____ PAGE EXCERPT

Updated: Mar 14
This story was originally published by RadioNZ. It has been shared with authors permission.
Warning: This article contains descriptions of sexual assault and may be triggering to some people. Please visit our "Where to get help" page for details on support available in New Zealand.
Restorative justice is most often found lingering at the end of news reports. Usually it’s mentioned in the final couple of paragraphs - something like “the victim declined an offer to engage in restorative justice”, or “Family holds restorative justice meeting with [murderer/attacker] of [family member]”.
Less often, reports will mention the judge took the defendant's engagement in restorative justice into account when deciding the sentence.
But rarely are we treated to any exploration of the process itself, apart from the occasional mention in the dregs of talkback radio when it’s used as a byword for New Zealand’s supposedly soft, ineffective justice system.
When I wanted to talk to someone, I didn’t know who to call—why would I? In New Zealand, one in four females and one in eight males have encountered a form of sexual assault; up until that point I hadn’t encountered anyone who had experienced it. But now, I was that one in four. I never fully appreciated how hard it would be to find the information I needed when I had to try and deal with what happened.
I called Victim Support and spoke to a very nice, very worried man. “I’m sorry, I’ll stop you there,” he stuttered. “Did you say sexual assault? Would you rather speak to a woman?” I was fine, and he stopped me again on my rambling.

________
____ DATA LINES

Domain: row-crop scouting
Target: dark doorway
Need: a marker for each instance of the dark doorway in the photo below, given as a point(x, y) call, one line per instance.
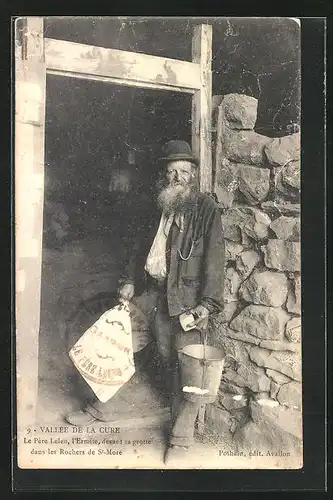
point(101, 150)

________

▶ LIST OF TASKS
1 - Answer these from the essay on restorative justice:
(a) Who originally published the story?
(b) What share of females and of males in New Zealand does the essay say have encountered a form of sexual assault?
(c) Which organization did the writer call?
2 - Translate this sentence from the essay on restorative justice into Spanish: "Less often, reports will mention the judge took the defendant's engagement in restorative justice into account when deciding the sentence."
3 - Pick up the essay on restorative justice after its last sentence and carry it on.
The material plays no part in the work here.

▶ RESPONSES
1 -
(a) RadioNZ
(b) One in four females and one in eight males
(c) Victim Support

2 - Con menos frecuencia, los reportajes mencionan que el juez tuvo en cuenta la participación del acusado en la justicia restaurativa al decidir la sentencia.

3 -
“Where are you?” In a room at work. “No, which city?” Wellington. “Well you need to call HELP, they deal with this thing down there.” His final words as I hung up seemed odd — “Good luck”.
After it took place, it didn’t occur to me to do anything except to text him “Don’t ever speak to me again, seriously what were you thinking?”, but on seeing a girlfriend’s reaction when I shared my experience with her, I realised there may have been other ways to react. She was shocked, angry and upset — more than I had been in the two weeks since it had happened.
I didn’t know there was anything I could do, let alone that there were places I could seek help.
So I made the phone call, and was connected with Wellington Sexual Abuse HELP Foundation. The woman I spoke to initially was fabulous, but unavailable for the following two to three weeks, as she was supporting another survivor (a term I can’t get used to) in court.
This hit home — would I go to court? What were my options? Was it a crime? I was overwhelmed by things I never considered I would need to, well, consider.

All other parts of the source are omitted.